### Задание
Замените во всех записях «apartment building» на «office building» и выведите строки заново, ничего больше не меняя.

^^^^

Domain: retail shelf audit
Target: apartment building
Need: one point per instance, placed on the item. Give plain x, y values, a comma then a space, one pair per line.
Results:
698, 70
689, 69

^^^^

### Решение
Domain: retail shelf audit
Target: office building
Need: one point per instance, placed on the item. Give plain x, y values, a comma then a space, one pair per line.
Results:
698, 70
689, 69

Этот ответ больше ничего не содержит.